## [Your objective]
Output the records verbatim from their start through the line containing "96], [285, 95]]", both ends included, leaving out the pictures.

## [Supplied records]
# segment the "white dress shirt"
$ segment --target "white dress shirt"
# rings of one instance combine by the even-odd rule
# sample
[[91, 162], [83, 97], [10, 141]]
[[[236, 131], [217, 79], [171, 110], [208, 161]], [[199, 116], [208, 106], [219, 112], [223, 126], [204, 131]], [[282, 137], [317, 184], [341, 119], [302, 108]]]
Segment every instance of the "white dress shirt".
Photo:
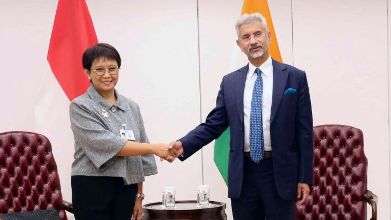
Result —
[[243, 94], [243, 112], [244, 114], [244, 152], [250, 151], [250, 115], [254, 84], [257, 77], [254, 72], [259, 68], [262, 71], [263, 81], [262, 96], [262, 124], [264, 131], [264, 143], [265, 151], [271, 150], [270, 141], [270, 113], [273, 95], [273, 65], [271, 58], [269, 58], [259, 67], [251, 63], [248, 64], [248, 72], [246, 76]]

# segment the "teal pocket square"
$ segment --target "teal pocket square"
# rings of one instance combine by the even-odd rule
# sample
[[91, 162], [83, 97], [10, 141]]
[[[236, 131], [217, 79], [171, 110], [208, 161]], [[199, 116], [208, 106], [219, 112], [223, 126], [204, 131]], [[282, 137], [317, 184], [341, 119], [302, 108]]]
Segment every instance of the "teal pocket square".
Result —
[[290, 95], [291, 94], [293, 94], [294, 93], [296, 93], [296, 89], [290, 88], [285, 90], [285, 92], [284, 92], [284, 95], [285, 96], [285, 95]]

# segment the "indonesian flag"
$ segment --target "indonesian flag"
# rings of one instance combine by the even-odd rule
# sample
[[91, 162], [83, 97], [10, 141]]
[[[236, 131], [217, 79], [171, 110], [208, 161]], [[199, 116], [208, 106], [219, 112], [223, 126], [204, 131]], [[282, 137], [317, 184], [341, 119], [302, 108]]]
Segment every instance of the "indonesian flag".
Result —
[[59, 0], [48, 65], [34, 106], [35, 131], [47, 137], [52, 143], [66, 200], [71, 199], [70, 168], [74, 151], [69, 104], [90, 86], [82, 57], [87, 48], [97, 43], [85, 0]]
[[[269, 10], [267, 0], [244, 0], [242, 9], [242, 15], [258, 13], [262, 14], [266, 19], [267, 28], [271, 32], [271, 42], [269, 45], [269, 53], [273, 59], [280, 62], [282, 62], [278, 44], [277, 42], [276, 32], [274, 31], [271, 15]], [[234, 71], [236, 61], [241, 51], [235, 45], [232, 52], [230, 69]], [[213, 159], [219, 171], [222, 176], [227, 186], [228, 186], [228, 160], [230, 152], [230, 128], [215, 141]]]

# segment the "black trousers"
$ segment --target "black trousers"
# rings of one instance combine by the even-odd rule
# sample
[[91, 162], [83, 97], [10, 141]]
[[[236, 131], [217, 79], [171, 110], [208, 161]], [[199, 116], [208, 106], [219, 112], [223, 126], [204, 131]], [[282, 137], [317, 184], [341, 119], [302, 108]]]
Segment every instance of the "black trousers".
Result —
[[72, 203], [76, 220], [129, 220], [136, 184], [124, 184], [122, 177], [72, 176]]
[[239, 198], [231, 200], [235, 220], [294, 220], [294, 200], [284, 200], [276, 187], [272, 158], [258, 164], [244, 157]]

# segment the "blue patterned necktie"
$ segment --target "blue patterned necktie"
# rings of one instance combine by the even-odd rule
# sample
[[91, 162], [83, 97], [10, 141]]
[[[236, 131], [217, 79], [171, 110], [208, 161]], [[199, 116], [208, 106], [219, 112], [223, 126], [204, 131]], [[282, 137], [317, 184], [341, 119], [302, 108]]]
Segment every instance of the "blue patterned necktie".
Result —
[[263, 82], [259, 68], [255, 69], [256, 80], [254, 85], [250, 114], [250, 157], [258, 163], [264, 157], [264, 130], [262, 124], [262, 94]]

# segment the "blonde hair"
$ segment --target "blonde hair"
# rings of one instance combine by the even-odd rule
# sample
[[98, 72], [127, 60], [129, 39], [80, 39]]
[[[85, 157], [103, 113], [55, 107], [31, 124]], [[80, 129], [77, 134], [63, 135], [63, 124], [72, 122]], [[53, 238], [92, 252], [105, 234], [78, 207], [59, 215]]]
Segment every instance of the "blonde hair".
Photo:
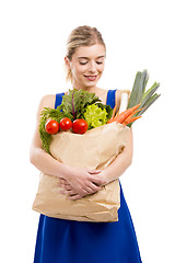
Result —
[[[106, 49], [106, 45], [103, 41], [102, 34], [97, 31], [97, 28], [88, 25], [78, 26], [71, 32], [68, 37], [67, 57], [69, 58], [69, 60], [71, 60], [72, 55], [75, 53], [75, 49], [78, 47], [92, 46], [95, 44], [102, 44]], [[72, 81], [71, 69], [67, 69], [67, 80]]]

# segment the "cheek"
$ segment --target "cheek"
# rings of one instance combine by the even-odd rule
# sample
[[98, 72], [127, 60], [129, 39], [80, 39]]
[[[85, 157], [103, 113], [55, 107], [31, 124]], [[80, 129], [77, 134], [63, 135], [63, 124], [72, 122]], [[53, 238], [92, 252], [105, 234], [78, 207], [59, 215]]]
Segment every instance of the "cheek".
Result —
[[72, 68], [72, 71], [75, 76], [84, 73], [85, 70], [86, 70], [85, 67], [80, 67], [80, 66], [75, 66]]

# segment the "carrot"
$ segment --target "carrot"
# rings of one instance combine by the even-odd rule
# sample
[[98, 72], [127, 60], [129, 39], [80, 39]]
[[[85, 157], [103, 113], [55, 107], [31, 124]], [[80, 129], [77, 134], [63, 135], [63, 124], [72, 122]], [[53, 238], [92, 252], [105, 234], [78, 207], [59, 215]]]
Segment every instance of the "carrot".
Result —
[[141, 105], [141, 103], [139, 103], [138, 105], [130, 107], [124, 112], [121, 112], [120, 114], [118, 114], [118, 116], [110, 118], [107, 123], [113, 123], [113, 122], [117, 122], [117, 123], [122, 123], [127, 117], [129, 117], [139, 106]]

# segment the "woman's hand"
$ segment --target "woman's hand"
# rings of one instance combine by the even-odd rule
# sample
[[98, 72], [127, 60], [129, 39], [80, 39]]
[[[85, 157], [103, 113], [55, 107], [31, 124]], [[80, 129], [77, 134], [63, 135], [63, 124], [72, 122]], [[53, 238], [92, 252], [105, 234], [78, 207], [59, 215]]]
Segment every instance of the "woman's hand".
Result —
[[103, 176], [100, 176], [101, 170], [85, 170], [71, 168], [71, 174], [67, 179], [60, 179], [58, 186], [63, 190], [61, 194], [69, 196], [69, 199], [79, 199], [85, 195], [94, 194], [106, 184]]

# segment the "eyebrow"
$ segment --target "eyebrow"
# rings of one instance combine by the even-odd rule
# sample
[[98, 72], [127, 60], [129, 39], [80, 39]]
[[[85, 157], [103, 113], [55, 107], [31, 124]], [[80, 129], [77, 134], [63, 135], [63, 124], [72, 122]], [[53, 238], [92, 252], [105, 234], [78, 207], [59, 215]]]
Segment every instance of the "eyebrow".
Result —
[[[98, 59], [98, 58], [104, 58], [105, 57], [105, 55], [103, 55], [103, 56], [98, 56], [96, 59]], [[78, 57], [78, 58], [83, 58], [83, 59], [89, 59], [89, 57]]]

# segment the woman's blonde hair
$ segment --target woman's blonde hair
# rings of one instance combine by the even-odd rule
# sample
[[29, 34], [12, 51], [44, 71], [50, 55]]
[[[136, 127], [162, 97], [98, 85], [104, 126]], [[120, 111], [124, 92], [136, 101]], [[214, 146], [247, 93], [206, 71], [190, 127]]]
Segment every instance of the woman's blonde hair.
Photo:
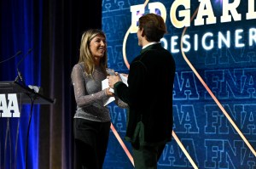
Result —
[[[90, 49], [90, 42], [96, 36], [102, 36], [106, 38], [104, 32], [97, 29], [90, 29], [84, 31], [81, 38], [80, 55], [79, 63], [84, 63], [84, 70], [86, 75], [91, 76], [95, 70], [94, 57]], [[100, 61], [100, 66], [103, 72], [107, 75], [106, 68], [108, 62], [107, 51]]]

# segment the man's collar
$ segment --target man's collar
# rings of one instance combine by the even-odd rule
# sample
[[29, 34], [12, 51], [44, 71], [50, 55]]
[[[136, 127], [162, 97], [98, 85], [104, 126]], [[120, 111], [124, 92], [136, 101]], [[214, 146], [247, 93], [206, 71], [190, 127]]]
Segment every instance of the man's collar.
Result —
[[156, 43], [159, 43], [159, 42], [149, 42], [149, 43], [146, 44], [145, 46], [143, 46], [143, 49], [146, 48], [147, 47], [148, 47], [150, 45], [156, 44]]

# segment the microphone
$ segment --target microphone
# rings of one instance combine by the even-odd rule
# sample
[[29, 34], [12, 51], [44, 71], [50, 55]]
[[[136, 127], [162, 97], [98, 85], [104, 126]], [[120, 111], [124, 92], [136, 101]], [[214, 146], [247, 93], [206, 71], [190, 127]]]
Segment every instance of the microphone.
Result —
[[10, 57], [10, 58], [9, 58], [9, 59], [5, 59], [5, 60], [1, 61], [0, 64], [2, 64], [2, 63], [3, 63], [3, 62], [6, 62], [6, 61], [8, 61], [8, 60], [9, 60], [9, 59], [13, 59], [13, 58], [15, 58], [15, 57], [16, 57], [16, 56], [21, 54], [22, 54], [22, 52], [20, 50], [20, 51], [18, 51], [15, 55], [13, 55], [12, 57]]
[[23, 56], [23, 58], [20, 60], [20, 62], [17, 64], [17, 72], [18, 72], [18, 76], [15, 78], [15, 82], [17, 82], [18, 80], [20, 79], [21, 81], [21, 82], [23, 83], [24, 86], [26, 86], [25, 81], [22, 77], [22, 75], [19, 70], [19, 65], [21, 63], [21, 61], [32, 52], [32, 48], [30, 48], [27, 53]]

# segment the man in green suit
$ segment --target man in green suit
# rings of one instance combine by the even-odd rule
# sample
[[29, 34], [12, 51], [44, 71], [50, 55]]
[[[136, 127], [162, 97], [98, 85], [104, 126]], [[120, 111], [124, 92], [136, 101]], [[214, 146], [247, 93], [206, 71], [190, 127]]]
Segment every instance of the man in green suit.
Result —
[[125, 139], [132, 145], [136, 169], [155, 169], [166, 144], [172, 139], [175, 61], [161, 47], [166, 32], [162, 17], [139, 19], [141, 54], [130, 66], [128, 87], [119, 76], [108, 76], [114, 94], [129, 105]]

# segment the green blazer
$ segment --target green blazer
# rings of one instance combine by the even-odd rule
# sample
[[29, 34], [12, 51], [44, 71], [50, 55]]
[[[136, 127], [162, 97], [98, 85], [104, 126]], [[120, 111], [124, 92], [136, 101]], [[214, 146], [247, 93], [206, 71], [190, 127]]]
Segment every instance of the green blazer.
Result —
[[133, 144], [170, 141], [175, 61], [156, 43], [141, 51], [130, 65], [128, 87], [114, 85], [114, 93], [129, 104], [125, 138]]

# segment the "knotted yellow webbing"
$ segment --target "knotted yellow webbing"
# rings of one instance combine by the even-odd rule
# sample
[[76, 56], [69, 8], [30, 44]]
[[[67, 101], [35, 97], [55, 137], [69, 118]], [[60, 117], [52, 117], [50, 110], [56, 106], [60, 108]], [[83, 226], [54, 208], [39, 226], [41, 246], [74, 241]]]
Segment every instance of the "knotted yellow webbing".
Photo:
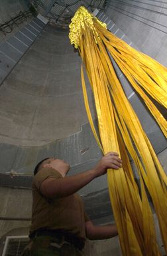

## [Response to this exercise]
# segment the "white dress shirt"
$ segment --target "white dress shirt"
# rings of one instance combine by the even-odd rule
# sample
[[91, 162], [83, 97], [10, 141]]
[[[236, 131], [217, 79], [171, 110], [208, 161]], [[199, 116], [208, 106], [219, 112], [223, 126], [204, 131]], [[282, 137], [317, 184], [341, 119], [302, 108]]]
Segment every instance of the "white dress shirt".
Photo:
Result —
[[243, 94], [243, 112], [244, 114], [244, 152], [250, 151], [250, 115], [254, 84], [257, 77], [254, 72], [259, 68], [262, 71], [263, 81], [262, 96], [262, 124], [264, 131], [264, 143], [265, 151], [271, 150], [270, 141], [270, 113], [273, 95], [273, 65], [271, 58], [269, 58], [259, 67], [251, 63], [248, 64], [248, 72], [246, 76]]

# segment the "teal pocket square"
$ segment --target "teal pocket square"
# rings of one instance combine by the even-odd rule
# sample
[[91, 162], [83, 97], [10, 141]]
[[[236, 131], [217, 79], [171, 110], [208, 161]], [[199, 116], [208, 106], [219, 112], [223, 126], [204, 131]], [[282, 137], [317, 184], [341, 119], [302, 108]]]
Segment every instance of the "teal pocket square".
Result —
[[290, 95], [291, 94], [293, 94], [294, 93], [296, 93], [296, 89], [290, 88], [285, 90], [285, 92], [284, 92], [284, 95], [285, 96], [285, 95]]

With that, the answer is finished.